[Part of a data file]

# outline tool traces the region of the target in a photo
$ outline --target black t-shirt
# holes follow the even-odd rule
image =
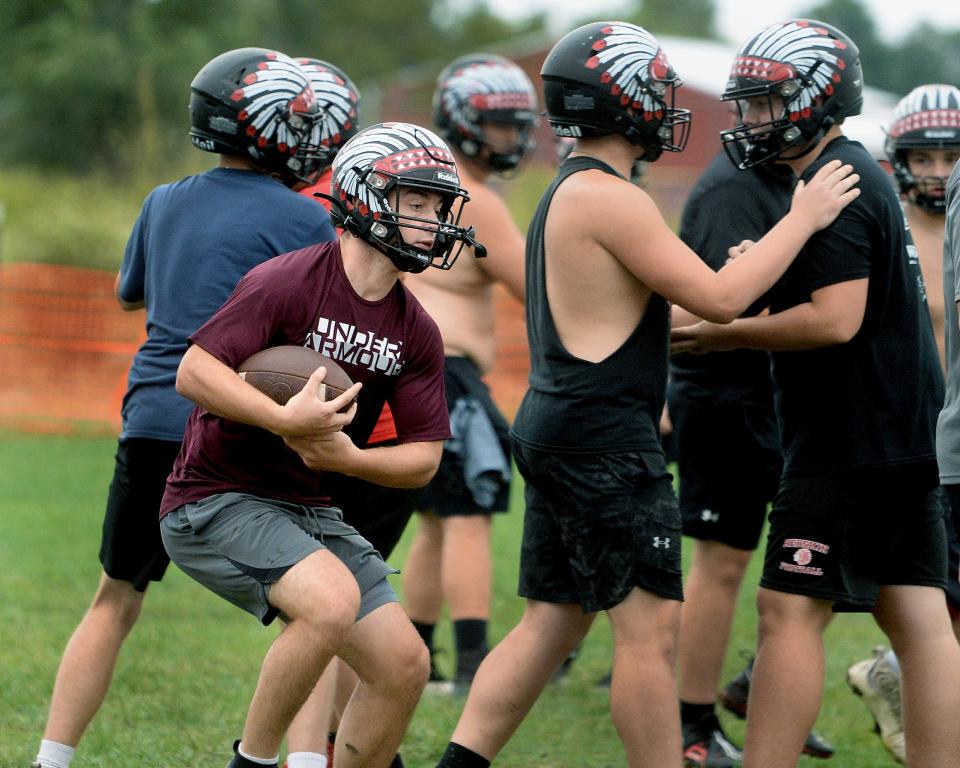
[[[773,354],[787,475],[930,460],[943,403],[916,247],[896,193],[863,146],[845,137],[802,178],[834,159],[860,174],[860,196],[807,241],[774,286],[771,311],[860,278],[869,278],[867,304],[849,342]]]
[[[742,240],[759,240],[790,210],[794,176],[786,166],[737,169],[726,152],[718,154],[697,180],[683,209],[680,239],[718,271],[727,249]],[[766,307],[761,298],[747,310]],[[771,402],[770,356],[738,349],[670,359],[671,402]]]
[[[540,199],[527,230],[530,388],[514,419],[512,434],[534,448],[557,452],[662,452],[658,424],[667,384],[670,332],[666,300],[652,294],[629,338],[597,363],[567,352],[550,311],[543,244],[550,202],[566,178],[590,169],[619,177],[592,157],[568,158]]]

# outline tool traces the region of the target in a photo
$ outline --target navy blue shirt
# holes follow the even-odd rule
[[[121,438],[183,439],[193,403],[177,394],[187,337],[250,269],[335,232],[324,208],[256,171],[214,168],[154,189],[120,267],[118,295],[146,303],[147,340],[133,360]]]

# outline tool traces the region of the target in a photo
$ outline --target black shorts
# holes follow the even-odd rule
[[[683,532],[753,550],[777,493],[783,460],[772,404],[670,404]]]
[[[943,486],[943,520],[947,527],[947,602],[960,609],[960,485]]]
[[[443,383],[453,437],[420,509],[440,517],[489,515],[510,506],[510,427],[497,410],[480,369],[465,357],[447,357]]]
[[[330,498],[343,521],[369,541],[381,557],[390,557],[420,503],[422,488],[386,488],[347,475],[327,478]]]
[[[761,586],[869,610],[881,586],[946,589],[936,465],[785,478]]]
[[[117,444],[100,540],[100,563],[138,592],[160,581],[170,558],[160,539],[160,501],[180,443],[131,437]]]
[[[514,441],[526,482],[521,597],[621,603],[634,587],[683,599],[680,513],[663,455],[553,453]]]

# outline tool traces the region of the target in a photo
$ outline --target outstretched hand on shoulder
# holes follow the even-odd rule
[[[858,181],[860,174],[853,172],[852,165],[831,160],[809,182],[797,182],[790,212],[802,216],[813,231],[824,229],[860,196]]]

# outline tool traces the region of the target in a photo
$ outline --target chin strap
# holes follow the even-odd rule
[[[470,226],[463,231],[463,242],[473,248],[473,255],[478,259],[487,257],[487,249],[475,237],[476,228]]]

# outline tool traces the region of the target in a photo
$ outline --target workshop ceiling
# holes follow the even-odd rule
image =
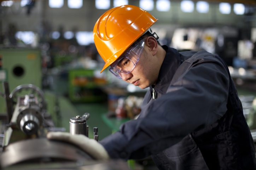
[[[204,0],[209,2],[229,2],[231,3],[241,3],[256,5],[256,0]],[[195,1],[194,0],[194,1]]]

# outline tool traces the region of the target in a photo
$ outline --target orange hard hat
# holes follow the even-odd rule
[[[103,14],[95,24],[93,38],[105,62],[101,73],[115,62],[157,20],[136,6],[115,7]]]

** EXERCISE OBJECTIVE **
Take the records above and transcribe them exactly, dropping every picture.

** ANSWER FOR THIS EXERCISE **
# outline tool traces the region of the target in a photo
$ outline --target black t-shirt
# holes follow the even-odd rule
image =
[[[773,354],[787,475],[930,460],[943,403],[916,247],[896,193],[863,146],[845,137],[802,178],[834,159],[860,174],[860,196],[807,241],[774,286],[771,311],[860,278],[869,278],[867,304],[849,342]]]
[[[742,240],[759,240],[790,210],[794,176],[786,166],[737,169],[726,152],[718,154],[697,180],[683,209],[680,239],[718,271],[727,249]],[[766,307],[761,298],[747,310]],[[771,402],[770,356],[738,349],[670,359],[671,402]]]
[[[540,199],[527,230],[530,388],[514,419],[512,434],[534,448],[557,452],[662,452],[658,424],[667,384],[670,332],[666,300],[652,294],[629,338],[597,363],[567,352],[550,311],[543,244],[550,202],[566,178],[590,169],[619,177],[592,157],[568,158]]]

# outline tool traces the region of the target in a photo
$ outline --target navy blue shirt
# holes follow the even-odd rule
[[[121,438],[183,439],[193,403],[177,394],[187,337],[250,269],[335,232],[324,208],[256,171],[214,168],[154,189],[120,267],[118,295],[146,303],[147,340],[133,360]]]

# outline tool traces the region of the target in a photo
$ outline --target black shorts
# holes follow the even-odd rule
[[[683,532],[753,550],[777,493],[783,460],[772,404],[670,404]]]
[[[943,486],[943,520],[947,527],[947,602],[960,609],[960,485]]]
[[[443,383],[453,437],[420,509],[440,517],[489,515],[510,506],[510,427],[497,410],[480,369],[465,357],[447,357]]]
[[[330,498],[343,521],[369,541],[381,557],[390,557],[420,503],[422,488],[386,488],[347,475],[327,478]]]
[[[761,586],[869,610],[881,586],[946,589],[936,465],[785,478]]]
[[[117,444],[100,540],[100,563],[138,592],[160,581],[170,558],[160,539],[160,501],[180,443],[131,437]]]
[[[514,441],[526,482],[521,597],[621,603],[634,587],[683,599],[680,513],[663,455],[553,453]]]

# outline tool traces the region of the target in a photo
$ outline --target outstretched hand on shoulder
# holes follow the even-odd rule
[[[858,181],[860,174],[853,172],[852,165],[831,160],[809,182],[797,182],[790,212],[802,216],[813,231],[824,229],[860,196]]]

# outline tool traces the region of the target in a photo
$ outline --target chin strap
# holes follow the even-odd rule
[[[470,226],[463,231],[463,242],[473,248],[473,255],[478,259],[487,257],[487,249],[475,237],[476,228]]]

# outline tool traces the region of the target in a photo
$ outline --target workshop ceiling
# holes follow the even-odd rule
image =
[[[204,0],[209,2],[229,2],[231,3],[241,3],[256,5],[256,0]],[[195,1],[194,0],[194,1]]]

# outline tool traces the region of the target in a photo
$ outline --target orange hard hat
# holes follow the even-odd rule
[[[103,14],[95,24],[93,38],[105,62],[101,73],[115,62],[157,20],[136,6],[115,7]]]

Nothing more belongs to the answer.